Primero fue Minerva, recordándome, desde la avenida Ayuntamiento, la promesa de un viaje juntos a Islandia para mirar auroras boreales. Teníamos tanto tiempo sin hablar, y ya no será necesario irlas a buscar a países lejanos, me dijo, nos ahorramos el avión y las comidas, añadió, el hotel y los cambios de horario, porque los hijos de Miramar habían asistido a la maravilla de dicho fenómeno celeste. Después, mi hermano menor tuvo el mismo deje de asombro, porque durante varios días la tormenta solar fue única de luces e irrepetible de colores allá en el puerto. Y, sin embargo, el asunto de aquellas magias atmosféricas (uno creyéndolas tan exclusivas del Polo Norte) se convirtió en el telón de fondo del mensaje de Juan Martín anunciándome, qué se le va a hacer, el fallecimiento de su madre...
La señora Yeyes… Así le conocían, oriunda de Burgos e hija de la migración española durante la larga pesadilla del franquismo. Se llamaba María de los Ángeles, se apellidaba Ruiz Diez, y se acababa de ir al cielo. Su esposo ejemplar, el Churro (como le llamaban a don Juan Antonio), también era descendiente de españoles, y, en el buen sentido de la palabra, según diría Machado, él era un hombre la mar de bueno. Además, el mensaje de Juan Martín exhalaba la ternura de los dolores inmediatos, y al releerlo suspiré largo en la isla de Montreal, para dejar correr los minutos y las distancias, o para triunfar sobre las tristezas y los olvidos. En efecto, la señora Yeyes ya siempre estará entre mis mejores nostalgias, y en el entretanto otros amigos tampiqueños siguieron confirmando el espectáculo de las auroras boreales, cuando por los rumbos del faro la gente había apagado las luces muy temprano, acaso para hacer más palpable el horizonte iluminado sobre las olas nocturnas.

_Extracto de datos:_

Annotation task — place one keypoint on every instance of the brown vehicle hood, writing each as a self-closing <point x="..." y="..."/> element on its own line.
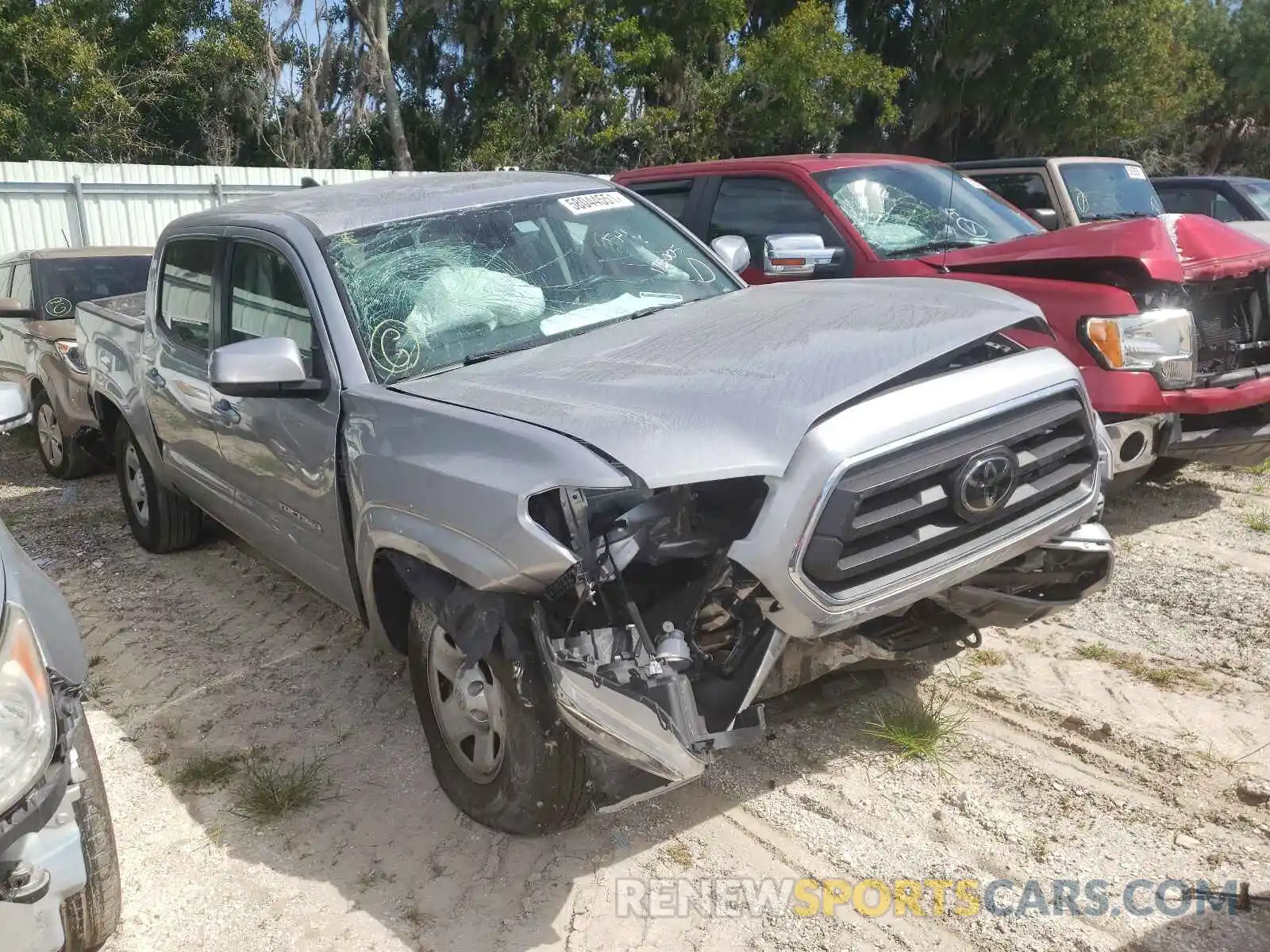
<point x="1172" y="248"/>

_Ejercicios:_
[1] Resume el texto en dos oraciones.
[2] Reproduce el fragmento del texto que va entre "Primero fue Minerva, recordándome, desde" y "de su madre...", ambos incluidos.
El listado es un material aparte, sin relación con el texto.

_Soluciones:_
[1] Mientras Minerva y el hermano menor de quien narra comentaban las auroras boreales vistas en el puerto, Juan Martín le anunció por mensaje la muerte de su madre, la señora Yeyes. Ella se llamaba María de los Ángeles Ruiz Diez, era oriunda de Burgos e hija de la migración española durante el franquismo, y su esposo, don Juan Antonio, apodado el Churro, también descendía de españoles.

[2]
Primero fue Minerva, recordándome, desde la avenida Ayuntamiento, la promesa de un viaje juntos a Islandia para mirar auroras boreales. Teníamos tanto tiempo sin hablar, y ya no será necesario irlas a buscar a países lejanos, me dijo, nos ahorramos el avión y las comidas, añadió, el hotel y los cambios de horario, porque los hijos de Miramar habían asistido a la maravilla de dicho fenómeno celeste. Después, mi hermano menor tuvo el mismo deje de asombro, porque durante varios días la tormenta solar fue única de luces e irrepetible de colores allá en el puerto. Y, sin embargo, el asunto de aquellas magias atmosféricas (uno creyéndolas tan exclusivas del Polo Norte) se convirtió en el telón de fondo del mensaje de Juan Martín anunciándome, qué se le va a hacer, el fallecimiento de su madre...